■ **EXTRAIT FOURNI**
<<<<
Quelques jours après l’arrestation et l’expulsion des 33 personnes géorgiennes dans des conditions inacceptables, la stupéfaction, la colère, sont encore vives en Bretagne, à Rennes, à Vannes et ailleurs.

mobilisation charter georgiens bretagne

C’était la première fois en Bretagne qu’un charter était ainsi affrété, avec à bord plus de policiers géorgiens que d’expulsés. Certains nous diront que cette pratique est conforme à la loi ; elle n’en reste pas moins complètement inhumaine. Devons-nous accepter l’application de lois inacceptables ?

Hormis les réseaux que l’on côtoie, personne ne se soucie de ce charter, du positionnement de l’État français. État qui vendredi 4 octobre a accéléré le processus.

Au téléphone avec l’avocate, la communauté Emmaüs de Saint Nolff, les camarades de La Cimade au centre de rétention et au groupe local de Rennes, ou à l’aéroport, au fil des heures, l’inacceptable de la situation se précisait.

Des personnes insérées ou en voie d’insertion pour certaines, d’autres non, et quand bien même ! ont été raflées chez elles ou lors de la signature en gendarmerie, avec une brutalité absurde et injustifiée. Est-il normal que des personnes, des familles vivent dans le stress et la peur chaque jour parce qu’elles n’ont pas les bons papiers ? Ou la bonne nationalité ?

Certains sont montés les bras scotchés, la bouche aussi, d’autres se sont ouvert les veines, une petite fille a été malmenée. Une famille a été séparée.

Il faut le dire, le redire ces personnes-là ne sont pas des délinquantes, l’État français a juste décidé qu’elles n’avaient pas le droit de rester. Depuis des semaines, on stigmatise les Géorgiens qui viendraient abuser de notre système de santé, alors que la Géorgie est un « pays sûr », qu’ils ne risquent rien chez eux. Aujourd’hui les Géorgiens, demain les Albanais, et ensuite quels autres ressortissants seront montrés du doigt, exposés à la vindicte de politiciens démagogues ?
>>>>
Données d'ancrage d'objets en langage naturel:
<<<<
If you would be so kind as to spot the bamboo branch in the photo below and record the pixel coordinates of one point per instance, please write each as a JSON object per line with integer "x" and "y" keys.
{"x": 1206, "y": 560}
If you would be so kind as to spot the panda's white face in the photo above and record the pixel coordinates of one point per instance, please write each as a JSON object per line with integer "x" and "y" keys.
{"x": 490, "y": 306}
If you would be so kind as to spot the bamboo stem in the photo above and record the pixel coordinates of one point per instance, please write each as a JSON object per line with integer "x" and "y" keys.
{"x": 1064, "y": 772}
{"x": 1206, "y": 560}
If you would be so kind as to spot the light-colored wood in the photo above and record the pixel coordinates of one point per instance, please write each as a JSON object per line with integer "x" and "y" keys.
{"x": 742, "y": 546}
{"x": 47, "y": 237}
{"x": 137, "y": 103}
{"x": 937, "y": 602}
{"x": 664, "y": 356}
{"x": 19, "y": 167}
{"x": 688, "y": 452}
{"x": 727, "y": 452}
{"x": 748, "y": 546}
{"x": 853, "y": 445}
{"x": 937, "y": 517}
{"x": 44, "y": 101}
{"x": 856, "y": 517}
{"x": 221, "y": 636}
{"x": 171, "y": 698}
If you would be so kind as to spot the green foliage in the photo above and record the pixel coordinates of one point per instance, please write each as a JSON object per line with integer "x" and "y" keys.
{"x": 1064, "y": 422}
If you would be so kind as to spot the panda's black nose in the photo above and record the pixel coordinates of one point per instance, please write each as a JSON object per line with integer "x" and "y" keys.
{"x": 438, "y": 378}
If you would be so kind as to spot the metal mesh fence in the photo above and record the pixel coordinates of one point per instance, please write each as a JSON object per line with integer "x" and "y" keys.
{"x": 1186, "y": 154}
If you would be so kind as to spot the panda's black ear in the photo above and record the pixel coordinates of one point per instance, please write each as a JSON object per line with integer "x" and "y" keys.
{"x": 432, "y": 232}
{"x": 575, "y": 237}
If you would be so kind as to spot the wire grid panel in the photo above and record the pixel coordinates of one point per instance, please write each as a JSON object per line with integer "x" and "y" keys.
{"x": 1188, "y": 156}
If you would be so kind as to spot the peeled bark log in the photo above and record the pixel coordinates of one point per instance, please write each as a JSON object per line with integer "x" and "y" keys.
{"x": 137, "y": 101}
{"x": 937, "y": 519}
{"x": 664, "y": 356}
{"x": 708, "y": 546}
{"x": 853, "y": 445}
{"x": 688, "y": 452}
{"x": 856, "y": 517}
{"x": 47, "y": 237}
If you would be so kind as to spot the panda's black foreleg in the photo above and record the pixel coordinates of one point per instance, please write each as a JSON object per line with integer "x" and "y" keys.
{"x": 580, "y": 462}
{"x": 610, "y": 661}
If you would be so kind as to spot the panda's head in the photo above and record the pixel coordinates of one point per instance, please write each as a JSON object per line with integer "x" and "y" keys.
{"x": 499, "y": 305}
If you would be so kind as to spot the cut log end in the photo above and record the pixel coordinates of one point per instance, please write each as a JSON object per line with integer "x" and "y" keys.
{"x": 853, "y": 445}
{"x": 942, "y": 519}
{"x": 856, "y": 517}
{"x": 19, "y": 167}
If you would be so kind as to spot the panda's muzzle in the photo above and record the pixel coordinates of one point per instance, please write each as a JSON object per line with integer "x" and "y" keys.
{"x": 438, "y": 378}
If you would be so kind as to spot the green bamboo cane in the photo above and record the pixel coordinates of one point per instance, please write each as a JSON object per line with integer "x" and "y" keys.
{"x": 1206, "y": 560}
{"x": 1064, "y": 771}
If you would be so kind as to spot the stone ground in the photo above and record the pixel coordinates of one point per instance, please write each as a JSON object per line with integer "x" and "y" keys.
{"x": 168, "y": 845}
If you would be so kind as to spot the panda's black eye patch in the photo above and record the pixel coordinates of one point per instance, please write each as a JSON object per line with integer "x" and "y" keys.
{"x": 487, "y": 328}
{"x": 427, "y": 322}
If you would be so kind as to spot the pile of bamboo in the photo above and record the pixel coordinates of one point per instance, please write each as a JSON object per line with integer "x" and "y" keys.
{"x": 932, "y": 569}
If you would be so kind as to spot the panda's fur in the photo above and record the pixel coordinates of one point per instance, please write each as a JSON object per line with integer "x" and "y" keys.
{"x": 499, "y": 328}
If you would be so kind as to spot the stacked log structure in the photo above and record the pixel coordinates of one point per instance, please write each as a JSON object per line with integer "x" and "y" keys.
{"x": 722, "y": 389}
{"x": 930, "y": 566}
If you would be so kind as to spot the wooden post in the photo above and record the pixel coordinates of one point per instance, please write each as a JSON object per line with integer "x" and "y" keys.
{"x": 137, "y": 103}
>>>>
■ **CONSIGNE A**
D'après le texte sur l'expulsion de Géorgiens en Bretagne, qui était le plus nombreux à bord du charter ?
■ **CONSIGNE B**
Prolongez le texte sur l'expulsion de Géorgiens en Bretagne à la suite de sa dernière phrase.

■ **RÉPONSE A**
Les policiers géorgiens étaient plus nombreux à bord que les personnes expulsées.

■ **RÉPONSE B**
À Vannes et à Rennes, ce charter a eu un effet brutal de dévoilement, et nous étions sidérés, ici aussi c’est possible, soyons lucides, nous en aurons d’autres, des rafles. Peut-être pendant les vacances de la Toussaint.

Alors que nous pouvons nous sentir désarmés, impuissants, devant cette violence du pouvoir, cette provocation qui nous met à l’épreuve, ne lâchons pas prise. Il faut que nous partagions notre colère et notre indignation avec les personnes qui nous entourent dans nos communes, nos villes, à l’école de nos enfants ou dans nos clubs de sport. Rejetons notre tentation à la résignation, à l’aquoibonisme, c’est là-dessus que compte les autorités pour continuer leur sale boulot.

 

Appel à manifestation samedi 19 octobre à 15h à l’aéroport de Rennes.

Rassemblement le même jour à 12h place des Halles à Douarnenez.

 

mobilisation charter georgien

Découvrir les témoignages recueillis par des militant·e·s de plusieurs associations du collectif inter-organisation de soutien aux personnes exilées

Témoignage de Mme M. (recueilli grâce à l’envoi d’un texte par internet + communication téléphonique le 08/10/19)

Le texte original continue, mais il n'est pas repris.